====== Source excerpt ======

IN THE KNOW Review: Puppets Rule the World

Zach Woods, J. Smith-Cameron and Mike Judge lead the ensemble for a funny new series on Peacock TV.

Managing Editor; Dallas, Texas, US (@peteramartin)
IN THE KNOW Review: Puppets Rule the World

Imagine an NPR version of Space Ghost Coast to Coast, updated to the modern day and filtered through the comic voices of Zach Woods, Brandon Gardner, and Mike Judge.

In the Know
All six episodes premiere Thursday, January 25, exclusively on Peacock TV. I've seen all six episodes.

In 1994, Space Ghost Coast to Coast debuted on Cartoon Network, a cracked talk show featuring animated characters from the 1960s interacting with live-action "guests" from the present in outer space. It was a perfect sort of late-night show to watch on the weekends, and I enjoyed every one I watched.

In the Know, created by Zach Woods, Brandon Gardner, and Mike Judge, imagines a talk show on NPR (National Public Radio in the U.S) that is brought to life with stop-motion cartoons (animated by ShadowMachine), who occasionally interact with live-action guests. Fundamentally, it's a different kind of show, because it's mostly behind-the-scenes interactions between the characters on the NPR show, led by the host Lauren Caspian (Zach Woods), who represents modern Political Correctness run amuck, an individual who twists himself into a pretzel to avoid saying anything that might cause offense, and goes to great extremes to prove how Politically Correct he is, to very funny effect.

A reliable supporting comic player for years on series such as Veep, The Office, and Avenue 5, his handles his role as the leader of an ensemble with aplomb, mostly because he has mastered the nervous yet smooth, sing-songy vibes of public radio announcers and news readers the world over. He's well-intentioned, but his earnestness drives guests and staffers over the wall; it's all they can do to refrain from yelling at him -- not that he would notice anyway, since he's incredibly self-focused.

====== Given information ======

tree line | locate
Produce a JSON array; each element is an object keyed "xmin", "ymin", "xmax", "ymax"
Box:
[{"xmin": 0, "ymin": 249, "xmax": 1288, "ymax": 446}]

======

- Objectives:
#1 Answer these from the review:
(a) On what date and where do all six episodes premiere?
(b) In what year, and on which network, did Space Ghost Coast to Coast debut?
(c) Who animated the stop-motion cartoons in the show?
#2 According to the review, why does Zach Woods handle his role as leader of the ensemble so well? Explain in one to three sentences.
#3 Set down, word for word, the stretch of the review from "Managing Editor; Dallas, Texas, US" through "and Mike Judge.".
Rely only on the review for what comes next, not on the data.

- Answers for this exercise:
#1
(a) Thursday, January 25, exclusively on Peacock TV.
(b) 1994, on Cartoon Network.
(c) ShadowMachine.

#2 The review says he handles the role with aplomb mostly because he has mastered the nervous yet smooth, sing-songy vibes of public radio announcers and news readers the world over.

#3
Managing Editor; Dallas, Texas, US (@peteramartin)
IN THE KNOW Review: Puppets Rule the World

Imagine an NPR version of Space Ghost Coast to Coast, updated to the modern day and filtered through the comic voices of Zach Woods, Brandon Gardner, and Mike Judge.